Pick out each line in the records that contains the string "cable" and copy those lines.
%%
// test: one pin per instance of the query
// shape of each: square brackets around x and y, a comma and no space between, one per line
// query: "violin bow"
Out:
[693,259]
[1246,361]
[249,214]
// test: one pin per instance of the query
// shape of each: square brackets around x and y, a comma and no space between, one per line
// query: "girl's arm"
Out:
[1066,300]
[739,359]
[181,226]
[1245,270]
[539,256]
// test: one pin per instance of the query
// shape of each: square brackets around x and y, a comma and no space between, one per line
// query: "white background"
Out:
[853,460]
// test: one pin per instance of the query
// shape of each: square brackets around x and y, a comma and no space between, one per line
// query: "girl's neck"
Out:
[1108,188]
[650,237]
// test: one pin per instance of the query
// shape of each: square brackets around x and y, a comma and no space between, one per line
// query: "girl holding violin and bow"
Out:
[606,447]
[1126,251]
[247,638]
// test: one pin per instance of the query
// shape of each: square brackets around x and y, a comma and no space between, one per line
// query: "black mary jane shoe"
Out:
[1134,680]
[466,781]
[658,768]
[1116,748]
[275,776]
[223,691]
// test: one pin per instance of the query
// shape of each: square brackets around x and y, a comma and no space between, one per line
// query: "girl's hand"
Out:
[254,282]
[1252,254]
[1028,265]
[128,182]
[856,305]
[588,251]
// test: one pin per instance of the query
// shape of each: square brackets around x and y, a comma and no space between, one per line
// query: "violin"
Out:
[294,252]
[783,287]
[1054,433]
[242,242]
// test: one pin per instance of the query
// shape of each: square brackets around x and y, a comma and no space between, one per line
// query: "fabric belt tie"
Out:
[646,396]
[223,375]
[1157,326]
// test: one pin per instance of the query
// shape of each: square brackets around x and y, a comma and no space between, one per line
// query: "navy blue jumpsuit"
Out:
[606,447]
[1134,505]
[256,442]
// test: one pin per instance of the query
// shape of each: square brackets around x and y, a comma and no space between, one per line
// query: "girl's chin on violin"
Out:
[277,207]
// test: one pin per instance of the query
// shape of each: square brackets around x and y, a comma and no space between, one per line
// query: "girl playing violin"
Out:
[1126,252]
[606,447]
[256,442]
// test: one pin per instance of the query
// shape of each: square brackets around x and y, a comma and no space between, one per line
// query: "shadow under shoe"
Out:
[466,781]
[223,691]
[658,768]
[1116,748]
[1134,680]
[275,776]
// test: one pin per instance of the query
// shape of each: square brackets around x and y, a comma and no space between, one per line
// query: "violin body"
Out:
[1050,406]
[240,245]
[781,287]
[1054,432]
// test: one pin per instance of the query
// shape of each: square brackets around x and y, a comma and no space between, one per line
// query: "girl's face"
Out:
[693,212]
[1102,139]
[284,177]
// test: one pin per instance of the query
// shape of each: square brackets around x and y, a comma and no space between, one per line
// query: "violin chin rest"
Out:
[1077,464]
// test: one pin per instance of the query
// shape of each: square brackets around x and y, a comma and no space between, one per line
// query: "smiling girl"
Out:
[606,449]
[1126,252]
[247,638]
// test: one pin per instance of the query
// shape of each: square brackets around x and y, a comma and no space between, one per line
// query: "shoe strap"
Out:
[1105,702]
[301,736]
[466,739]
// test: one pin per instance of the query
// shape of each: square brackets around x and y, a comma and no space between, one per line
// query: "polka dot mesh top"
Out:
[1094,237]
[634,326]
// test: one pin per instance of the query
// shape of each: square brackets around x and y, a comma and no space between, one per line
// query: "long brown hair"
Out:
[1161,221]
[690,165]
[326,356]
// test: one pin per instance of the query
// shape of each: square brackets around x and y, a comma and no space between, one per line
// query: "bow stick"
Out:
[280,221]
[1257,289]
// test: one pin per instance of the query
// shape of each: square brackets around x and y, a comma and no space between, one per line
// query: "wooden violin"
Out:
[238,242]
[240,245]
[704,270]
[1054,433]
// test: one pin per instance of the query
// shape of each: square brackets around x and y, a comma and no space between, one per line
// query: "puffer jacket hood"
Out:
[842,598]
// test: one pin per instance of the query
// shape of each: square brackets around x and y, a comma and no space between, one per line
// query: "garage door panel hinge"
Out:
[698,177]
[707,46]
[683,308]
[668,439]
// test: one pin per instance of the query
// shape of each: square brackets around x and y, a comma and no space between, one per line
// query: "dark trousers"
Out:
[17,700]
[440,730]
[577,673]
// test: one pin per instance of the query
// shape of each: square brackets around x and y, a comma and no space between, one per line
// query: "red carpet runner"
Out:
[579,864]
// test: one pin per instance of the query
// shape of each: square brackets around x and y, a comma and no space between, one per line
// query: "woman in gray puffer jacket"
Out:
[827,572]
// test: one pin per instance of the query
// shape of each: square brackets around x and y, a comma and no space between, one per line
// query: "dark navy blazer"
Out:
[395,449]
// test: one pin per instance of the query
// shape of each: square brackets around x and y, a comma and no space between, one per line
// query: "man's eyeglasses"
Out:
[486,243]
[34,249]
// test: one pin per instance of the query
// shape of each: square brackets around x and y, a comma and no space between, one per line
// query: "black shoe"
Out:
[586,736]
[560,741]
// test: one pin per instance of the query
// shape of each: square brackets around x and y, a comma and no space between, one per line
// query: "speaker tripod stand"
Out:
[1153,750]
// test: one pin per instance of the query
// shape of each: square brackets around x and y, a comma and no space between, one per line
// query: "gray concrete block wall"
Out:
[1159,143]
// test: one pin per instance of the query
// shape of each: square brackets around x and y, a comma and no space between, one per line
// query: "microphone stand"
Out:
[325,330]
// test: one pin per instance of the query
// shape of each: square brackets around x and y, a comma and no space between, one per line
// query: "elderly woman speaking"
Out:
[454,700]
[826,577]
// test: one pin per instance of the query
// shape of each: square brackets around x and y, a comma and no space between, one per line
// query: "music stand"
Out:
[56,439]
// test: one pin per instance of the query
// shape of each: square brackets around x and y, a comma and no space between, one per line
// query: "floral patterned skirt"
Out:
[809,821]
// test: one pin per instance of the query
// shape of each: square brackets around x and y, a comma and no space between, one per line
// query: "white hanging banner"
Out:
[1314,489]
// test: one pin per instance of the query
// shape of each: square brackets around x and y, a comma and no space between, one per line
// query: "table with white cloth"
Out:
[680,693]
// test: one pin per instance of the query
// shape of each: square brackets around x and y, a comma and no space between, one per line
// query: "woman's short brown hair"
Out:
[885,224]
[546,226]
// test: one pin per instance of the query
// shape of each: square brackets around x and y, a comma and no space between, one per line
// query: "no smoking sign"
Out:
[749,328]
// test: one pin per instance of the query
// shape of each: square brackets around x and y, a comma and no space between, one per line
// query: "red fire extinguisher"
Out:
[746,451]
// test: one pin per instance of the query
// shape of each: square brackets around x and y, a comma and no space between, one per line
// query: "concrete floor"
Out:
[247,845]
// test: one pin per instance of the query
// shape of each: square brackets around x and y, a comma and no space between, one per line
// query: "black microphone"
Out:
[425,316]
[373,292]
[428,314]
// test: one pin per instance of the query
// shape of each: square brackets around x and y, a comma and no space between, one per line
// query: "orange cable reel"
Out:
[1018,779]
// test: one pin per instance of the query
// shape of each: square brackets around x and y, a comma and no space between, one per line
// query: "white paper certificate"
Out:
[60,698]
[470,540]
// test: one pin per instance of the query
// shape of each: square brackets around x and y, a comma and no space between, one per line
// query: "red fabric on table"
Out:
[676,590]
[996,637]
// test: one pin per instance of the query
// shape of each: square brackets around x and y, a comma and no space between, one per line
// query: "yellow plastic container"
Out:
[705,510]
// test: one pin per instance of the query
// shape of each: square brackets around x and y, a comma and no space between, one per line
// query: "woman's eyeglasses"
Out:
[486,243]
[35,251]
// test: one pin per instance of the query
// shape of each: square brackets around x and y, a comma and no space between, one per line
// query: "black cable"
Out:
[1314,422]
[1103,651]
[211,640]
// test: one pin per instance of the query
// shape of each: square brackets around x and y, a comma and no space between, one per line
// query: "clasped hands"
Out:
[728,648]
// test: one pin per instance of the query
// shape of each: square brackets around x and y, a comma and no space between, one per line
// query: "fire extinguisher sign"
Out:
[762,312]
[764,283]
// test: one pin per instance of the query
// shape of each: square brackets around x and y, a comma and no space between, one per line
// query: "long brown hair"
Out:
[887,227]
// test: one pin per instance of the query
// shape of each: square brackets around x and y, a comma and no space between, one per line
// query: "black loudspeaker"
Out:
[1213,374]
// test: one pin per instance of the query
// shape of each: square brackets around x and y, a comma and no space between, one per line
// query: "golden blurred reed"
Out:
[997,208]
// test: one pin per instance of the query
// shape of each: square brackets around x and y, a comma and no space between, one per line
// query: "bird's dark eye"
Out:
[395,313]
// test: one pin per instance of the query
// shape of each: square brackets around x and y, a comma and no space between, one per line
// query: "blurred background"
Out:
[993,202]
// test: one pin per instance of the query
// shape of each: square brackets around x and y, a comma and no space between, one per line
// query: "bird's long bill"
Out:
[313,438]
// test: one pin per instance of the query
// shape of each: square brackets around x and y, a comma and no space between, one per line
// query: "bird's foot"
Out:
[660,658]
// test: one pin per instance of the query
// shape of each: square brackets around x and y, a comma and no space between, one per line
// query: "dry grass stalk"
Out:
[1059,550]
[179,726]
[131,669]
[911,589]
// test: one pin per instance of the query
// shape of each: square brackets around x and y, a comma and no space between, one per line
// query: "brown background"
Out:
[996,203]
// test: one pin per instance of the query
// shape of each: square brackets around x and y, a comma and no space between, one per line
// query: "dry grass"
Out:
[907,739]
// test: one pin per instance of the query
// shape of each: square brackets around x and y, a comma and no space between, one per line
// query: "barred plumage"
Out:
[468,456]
%%
● EXERCISE SOLUTION
// query: "orange cable reel"
// query: "black cable"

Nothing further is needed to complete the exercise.